··· RECORDS SUPPLIED ···

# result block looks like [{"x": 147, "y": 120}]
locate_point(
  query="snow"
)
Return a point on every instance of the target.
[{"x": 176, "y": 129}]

···

▶ ABOUT THIS TASK: Without changing anything, repeat every record above.

▶ RESULT FOR THIS TASK:
# result block looks like [{"x": 147, "y": 120}]
locate_point(
  query="snow"
)
Return a point on every instance of the target.
[{"x": 176, "y": 129}]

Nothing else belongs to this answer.